-- Start ENTRIES --
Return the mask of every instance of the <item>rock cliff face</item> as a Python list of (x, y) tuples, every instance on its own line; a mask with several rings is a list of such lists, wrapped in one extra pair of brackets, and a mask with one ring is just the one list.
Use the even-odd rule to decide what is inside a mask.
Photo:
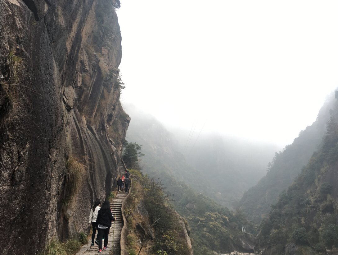
[[(0, 0), (0, 254), (84, 231), (111, 191), (130, 121), (117, 4)], [(86, 171), (65, 206), (71, 158)]]

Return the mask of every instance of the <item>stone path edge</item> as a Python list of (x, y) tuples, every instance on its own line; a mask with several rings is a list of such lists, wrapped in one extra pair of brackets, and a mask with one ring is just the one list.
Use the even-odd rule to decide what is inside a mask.
[[(131, 183), (132, 183), (132, 180), (131, 179)], [(123, 201), (122, 202), (122, 207), (121, 208), (123, 227), (121, 230), (121, 239), (120, 242), (120, 245), (121, 247), (121, 255), (129, 255), (129, 253), (127, 250), (127, 247), (126, 246), (126, 241), (127, 239), (127, 236), (129, 234), (129, 229), (128, 222), (127, 221), (127, 219), (126, 218), (125, 214), (124, 213), (124, 209), (126, 207), (126, 200), (131, 194), (131, 190), (132, 188), (131, 183), (130, 183), (130, 188), (129, 189), (129, 193), (124, 198)]]

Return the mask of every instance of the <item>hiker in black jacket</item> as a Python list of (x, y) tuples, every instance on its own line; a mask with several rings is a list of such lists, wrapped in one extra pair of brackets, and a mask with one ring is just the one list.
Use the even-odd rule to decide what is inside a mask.
[(117, 190), (119, 192), (122, 189), (121, 186), (122, 186), (122, 179), (121, 177), (119, 177), (117, 180)]
[(103, 250), (107, 250), (108, 245), (108, 235), (112, 226), (112, 221), (115, 221), (110, 209), (109, 200), (106, 200), (102, 204), (101, 209), (98, 211), (96, 222), (97, 224), (97, 239), (99, 240), (99, 253), (102, 253), (102, 238), (104, 238)]
[(126, 193), (128, 193), (128, 188), (130, 185), (131, 181), (130, 179), (126, 179), (125, 183), (124, 184), (126, 186)]

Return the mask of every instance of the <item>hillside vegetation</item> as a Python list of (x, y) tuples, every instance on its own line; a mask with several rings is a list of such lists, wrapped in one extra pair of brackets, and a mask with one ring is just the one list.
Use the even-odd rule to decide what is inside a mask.
[(284, 254), (292, 246), (297, 254), (326, 254), (325, 247), (338, 254), (337, 106), (320, 149), (262, 222), (257, 247), (263, 254)]
[(266, 175), (244, 193), (238, 206), (248, 219), (260, 223), (269, 213), (271, 204), (277, 202), (280, 192), (292, 183), (313, 152), (317, 150), (335, 100), (331, 95), (319, 111), (316, 121), (301, 131), (292, 144), (276, 152)]

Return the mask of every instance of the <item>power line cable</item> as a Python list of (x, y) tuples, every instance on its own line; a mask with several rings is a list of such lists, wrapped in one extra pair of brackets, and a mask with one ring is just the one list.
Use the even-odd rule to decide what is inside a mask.
[(199, 134), (198, 134), (198, 135), (197, 137), (197, 138), (196, 139), (196, 141), (195, 141), (195, 143), (194, 143), (194, 145), (192, 146), (192, 147), (191, 148), (191, 149), (190, 150), (190, 151), (189, 152), (189, 154), (188, 154), (188, 155), (187, 156), (187, 158), (188, 159), (188, 157), (189, 156), (189, 155), (190, 155), (190, 153), (191, 152), (191, 151), (192, 150), (193, 148), (194, 148), (194, 146), (195, 146), (195, 144), (196, 143), (196, 142), (197, 142), (197, 140), (198, 139), (198, 137), (199, 137), (199, 135), (201, 133), (201, 132), (202, 132), (202, 130), (203, 129), (203, 127), (204, 127), (204, 125), (206, 124), (206, 122), (204, 123), (203, 124), (203, 126), (202, 127), (202, 128), (201, 129), (201, 131), (199, 131)]
[(194, 123), (195, 123), (195, 120), (194, 120), (194, 122), (192, 123), (192, 125), (191, 126), (191, 128), (190, 129), (190, 131), (189, 132), (189, 135), (188, 136), (188, 139), (187, 139), (187, 142), (186, 142), (186, 145), (184, 146), (184, 149), (183, 150), (183, 152), (182, 152), (182, 157), (183, 157), (183, 154), (184, 154), (184, 151), (186, 150), (186, 147), (187, 147), (187, 144), (188, 142), (188, 140), (189, 140), (189, 137), (190, 136), (190, 133), (191, 133), (191, 130), (192, 130), (192, 127), (194, 126)]
[(195, 132), (195, 130), (196, 128), (196, 126), (197, 126), (197, 123), (198, 123), (198, 121), (197, 121), (196, 122), (196, 125), (195, 125), (195, 127), (194, 128), (194, 130), (192, 131), (192, 133), (191, 134), (191, 136), (190, 137), (190, 140), (189, 140), (189, 142), (188, 142), (188, 145), (187, 146), (187, 149), (188, 149), (188, 147), (189, 146), (189, 145), (190, 144), (190, 142), (191, 141), (191, 139), (192, 138), (193, 135), (194, 134), (194, 132)]

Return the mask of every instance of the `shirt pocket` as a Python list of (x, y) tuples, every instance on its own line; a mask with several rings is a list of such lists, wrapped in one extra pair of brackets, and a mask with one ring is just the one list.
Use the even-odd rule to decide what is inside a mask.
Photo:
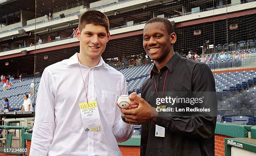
-- End ENTRIES --
INSTRUCTIONS TO FOLLOW
Reproduce the entire listing above verbatim, leaving out the pictures.

FULL OUTPUT
Return the mask of every instance of the <item>rock cliff face</item> as a Python list of (x, y) tuples, every instance on its own line; a mask with several rings is a list of such lists, wrapped in one extra pair of brackets, and a mask with one ring is just the one list.
Use the even-odd rule to decide what is inside a mask.
Photo:
[[(0, 0), (0, 254), (84, 231), (111, 191), (130, 121), (117, 4)], [(86, 171), (65, 206), (71, 158)]]

Return the mask of every instance of the <item>stone path edge</item> as a Python list of (x, y) tuples, every instance on its own line; a mask with several rings is a list of such lists, wrapped in one extra pair of brackets, and a mask with one ring is just the one list.
Use the even-odd rule to decide what is inside a mask.
[[(131, 183), (132, 183), (132, 180), (131, 179)], [(123, 201), (122, 202), (122, 207), (121, 208), (123, 227), (121, 230), (121, 239), (120, 242), (120, 245), (121, 247), (121, 255), (129, 255), (129, 253), (127, 250), (127, 247), (126, 246), (126, 241), (127, 239), (127, 236), (129, 234), (129, 229), (128, 222), (127, 221), (127, 219), (126, 218), (125, 214), (124, 213), (124, 209), (126, 207), (126, 200), (131, 194), (131, 190), (132, 188), (131, 183), (130, 183), (130, 188), (129, 189), (129, 193), (124, 198)]]

Return the mask of every instance of the <item>hiker in black jacket</item> as a Python list of (x, y) tuples, every instance on its own line; a mask with several rings is a list of such lists, wrapped in one extra pair of brackets, and a mask with one ring is just the one list.
Use the even-odd rule to decide what is inside a mask.
[(117, 190), (119, 192), (122, 189), (121, 186), (122, 186), (122, 179), (121, 177), (119, 177), (117, 180)]
[(103, 250), (107, 250), (108, 245), (108, 235), (112, 226), (112, 221), (115, 221), (110, 209), (109, 200), (106, 200), (102, 204), (101, 209), (98, 211), (96, 222), (97, 224), (97, 239), (99, 240), (99, 253), (102, 253), (102, 238), (104, 238)]
[(126, 193), (128, 193), (128, 188), (130, 185), (131, 181), (130, 179), (126, 179), (125, 183), (124, 184), (126, 186)]

Return the mask of every instance of the <item>hillside vegetation</item> as a Python list of (x, y) tuples, every instance on its own line; a mask with several rings is a list of such lists, wrapped in one extra pair of brackets, and a mask with one ring is just the one list.
Use the even-odd rule to decide what is inside a mask.
[(284, 254), (292, 246), (297, 254), (326, 254), (325, 247), (338, 254), (337, 106), (320, 149), (262, 222), (257, 247), (263, 254)]
[(266, 175), (244, 193), (238, 206), (248, 219), (260, 223), (269, 213), (271, 204), (277, 202), (280, 192), (292, 183), (313, 152), (317, 150), (335, 100), (331, 95), (319, 111), (316, 121), (301, 131), (292, 144), (276, 152)]

Return the mask of every instance of the <item>power line cable</item> as a Python list of (x, y) tuples, every instance on its own line; a mask with several rings is a list of such lists, wrapped in one extra pair of brackets, and a mask with one ring is just the one list.
Use the even-odd rule to decide what is inside a mask.
[(199, 134), (198, 134), (198, 135), (197, 137), (197, 138), (196, 139), (196, 141), (195, 141), (195, 143), (194, 143), (194, 145), (192, 146), (192, 147), (191, 148), (191, 149), (190, 150), (190, 151), (189, 152), (189, 154), (188, 154), (188, 155), (187, 156), (187, 158), (188, 159), (188, 157), (189, 156), (189, 155), (190, 155), (190, 153), (191, 152), (191, 151), (192, 150), (193, 148), (194, 148), (194, 146), (195, 146), (195, 144), (196, 143), (196, 142), (197, 142), (197, 140), (198, 139), (198, 137), (199, 137), (199, 135), (201, 133), (201, 132), (202, 132), (202, 130), (203, 129), (203, 127), (204, 127), (204, 125), (206, 124), (206, 122), (204, 123), (203, 124), (203, 126), (202, 127), (202, 128), (201, 129), (201, 131), (199, 131)]
[(194, 123), (195, 123), (195, 120), (194, 120), (194, 122), (192, 123), (192, 125), (191, 126), (191, 128), (190, 129), (190, 131), (189, 132), (189, 135), (188, 136), (188, 139), (187, 139), (187, 142), (186, 142), (186, 145), (184, 146), (184, 149), (183, 150), (183, 152), (182, 152), (182, 157), (183, 157), (183, 154), (184, 154), (184, 151), (186, 150), (186, 147), (187, 147), (187, 144), (188, 142), (188, 140), (189, 140), (189, 137), (190, 136), (190, 133), (191, 133), (191, 130), (192, 130), (192, 127), (194, 126)]
[(195, 132), (195, 130), (196, 128), (196, 126), (197, 126), (197, 123), (198, 123), (198, 121), (197, 121), (196, 122), (196, 125), (195, 125), (195, 127), (194, 128), (194, 130), (192, 131), (192, 133), (191, 134), (191, 136), (190, 137), (190, 140), (189, 140), (189, 142), (188, 142), (188, 145), (187, 146), (187, 149), (188, 149), (188, 147), (189, 146), (189, 145), (190, 144), (190, 142), (191, 141), (191, 139), (192, 138), (193, 135), (194, 134), (194, 132)]

Return the mask of every instance of the `shirt pocket` as a Python list of (x, y) tuples, every instance on its own line; a mask with several rings is a list of such lists, wrapped in one extra pair of brackets, and a mask with one ring is just the one list.
Use the even-odd rule to decide what is inside a mask.
Photo:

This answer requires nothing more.